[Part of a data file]
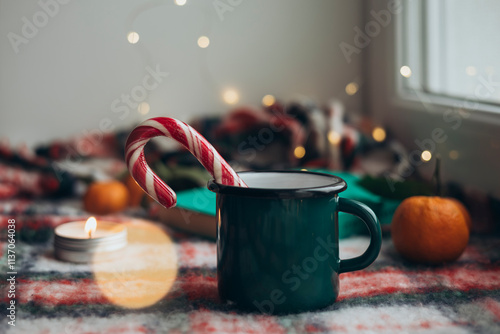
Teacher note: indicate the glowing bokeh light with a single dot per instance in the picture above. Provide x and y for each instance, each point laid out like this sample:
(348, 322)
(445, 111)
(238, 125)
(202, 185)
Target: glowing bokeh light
(133, 37)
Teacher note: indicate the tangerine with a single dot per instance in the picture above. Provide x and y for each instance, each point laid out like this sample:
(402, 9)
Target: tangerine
(106, 197)
(430, 230)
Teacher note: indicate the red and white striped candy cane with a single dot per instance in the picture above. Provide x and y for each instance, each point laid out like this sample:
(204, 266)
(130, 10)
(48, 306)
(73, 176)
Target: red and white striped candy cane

▶ **TASK BRIEF**:
Write out each entry exactly as given, but skip the pictures.

▶ **ANSWER TO THIS PROBLEM**:
Teacher note: indicate the glowing bokeh light with a single dot per instance in the picture above. Provide x and y for each instance, each point laid out like this sample:
(348, 322)
(445, 111)
(238, 125)
(202, 185)
Target: glowing bokeh light
(133, 37)
Teacher note: indicate the tangerine with a single dot per instance in the picture above. Provide x and y for each instance, each point laid out like this sample:
(402, 9)
Target: tangerine
(106, 197)
(430, 230)
Teacher note: indicate the red and white striped candy cane with a single dot per instance in the picture above. Provide x and y for each instance, each point laid out like this sample:
(204, 266)
(130, 10)
(48, 306)
(73, 176)
Target: red and white striped candy cane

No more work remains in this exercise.